To be done ▸
Convert the lines below into a JSON list of strings with one string per line, leaving out any blank lines.

-=-=-=-=-

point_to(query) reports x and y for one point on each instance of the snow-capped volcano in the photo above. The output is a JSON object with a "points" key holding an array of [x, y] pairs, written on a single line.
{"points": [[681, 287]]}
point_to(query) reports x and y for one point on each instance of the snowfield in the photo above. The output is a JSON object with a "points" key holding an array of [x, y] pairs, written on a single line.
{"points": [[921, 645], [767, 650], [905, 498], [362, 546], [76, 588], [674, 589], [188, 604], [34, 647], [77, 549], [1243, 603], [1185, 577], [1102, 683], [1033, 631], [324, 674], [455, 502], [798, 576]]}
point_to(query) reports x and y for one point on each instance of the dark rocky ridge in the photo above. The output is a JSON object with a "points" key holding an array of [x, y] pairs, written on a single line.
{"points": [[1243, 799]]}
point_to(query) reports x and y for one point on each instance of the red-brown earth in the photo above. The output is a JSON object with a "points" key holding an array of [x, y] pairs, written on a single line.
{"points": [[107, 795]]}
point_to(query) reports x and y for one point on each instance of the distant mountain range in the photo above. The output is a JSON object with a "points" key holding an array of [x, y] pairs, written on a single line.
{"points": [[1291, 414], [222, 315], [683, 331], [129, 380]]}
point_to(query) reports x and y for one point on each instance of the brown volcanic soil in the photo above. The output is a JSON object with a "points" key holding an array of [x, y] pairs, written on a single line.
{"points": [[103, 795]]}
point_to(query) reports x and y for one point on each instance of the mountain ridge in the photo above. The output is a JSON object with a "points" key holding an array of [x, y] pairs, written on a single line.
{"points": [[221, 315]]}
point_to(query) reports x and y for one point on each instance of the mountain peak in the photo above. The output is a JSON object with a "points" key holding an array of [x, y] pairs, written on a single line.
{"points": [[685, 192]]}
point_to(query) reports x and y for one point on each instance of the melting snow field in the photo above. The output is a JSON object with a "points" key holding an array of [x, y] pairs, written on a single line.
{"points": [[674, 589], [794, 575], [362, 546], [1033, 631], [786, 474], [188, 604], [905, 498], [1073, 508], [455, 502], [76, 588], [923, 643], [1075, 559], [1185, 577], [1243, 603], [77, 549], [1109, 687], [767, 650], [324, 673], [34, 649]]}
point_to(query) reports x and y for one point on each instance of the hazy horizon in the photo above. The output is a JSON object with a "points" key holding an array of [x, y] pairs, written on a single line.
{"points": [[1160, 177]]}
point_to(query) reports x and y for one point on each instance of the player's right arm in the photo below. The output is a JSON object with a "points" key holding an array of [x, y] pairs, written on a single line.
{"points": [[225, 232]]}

-=-=-=-=-

Correct output ▸
[
  "point_to(query) reports x and y for one point on each instance of the snow-capped volcano in the photo above. The output is a JSON object with a \"points\" key holding an array of [x, y] pairs, written on a single line.",
  "{\"points\": [[681, 287]]}",
  "point_to(query) reports x and y for one point on each instance of the snowfield in the photo above. The output is a JSON object with a \"points\" key holding an array of [x, y] pairs, written on a single line.",
  "{\"points\": [[921, 645], [767, 650], [905, 498], [362, 546], [76, 588], [674, 589], [188, 604], [34, 647], [77, 549], [1243, 603], [1185, 577], [1102, 683], [1033, 631], [324, 674], [455, 502], [798, 576]]}",
  "point_to(query) reports x and y for one point on each instance of the dark rocky ridge in the photo above. The output is a JSON object with a \"points\" key holding an array of [x, y] pairs, written on a single line.",
  "{\"points\": [[1243, 799]]}",
  "point_to(query) reports x and y for one point on each instance of the red-brown earth in the photo above. The output is a JSON object with a \"points\" key holding an array of [x, y] pairs, written on a single line.",
  "{\"points\": [[107, 795]]}",
  "point_to(query) reports x and y for one point on each instance of the distant mountain range in the photo above. The output is a JSON object with a \"points\" key holding an array of [x, y] pairs, written on a single line.",
  "{\"points\": [[1291, 414], [222, 315], [683, 331], [129, 380]]}",
  "point_to(query) reports x and y for one point on each instance of the brown volcanic soil in the photo above. The output is a JSON object with a \"points\" key holding an array of [x, y] pairs, written on a single line.",
  "{\"points\": [[103, 795]]}",
  "point_to(query) reports x and y for one point on each instance of the mountain ridge in the photo above. The output is a JSON object with a \"points\" key holding an array of [x, y] pairs, written on a single line.",
  "{\"points\": [[221, 315]]}",
  "point_to(query) reports x and y for one point on each instance of the mountain peak in the photo above. The output is a JSON object with a \"points\" key holding an array of [x, y] pairs, written on a single line.",
  "{\"points\": [[685, 192]]}",
  "point_to(query) reports x and y for one point on each instance of the melting snow field in the photo above. The output is a JSON object with a \"points\" key holding an array of [x, y] pairs, written on a single line.",
  "{\"points\": [[674, 589], [794, 575], [362, 546], [1033, 631], [786, 474], [188, 604], [905, 498], [1073, 508], [455, 502], [76, 588], [923, 643], [1075, 559], [1185, 577], [1243, 603], [77, 549], [1109, 687], [767, 650], [324, 673], [34, 649]]}",
  "point_to(query) reports x and y for one point on each instance of the hazy horizon in the photo above. The output is a JSON object with a \"points\" key holding an array of [x, y] pairs, written on a single line.",
  "{\"points\": [[1160, 177]]}",
  "point_to(query) reports x and y for one point on each instance of the player's right arm in the photo below. The output is a JSON object with a \"points\" key holding an array of [x, y] pairs, written on a single line.",
  "{\"points\": [[225, 232]]}"
]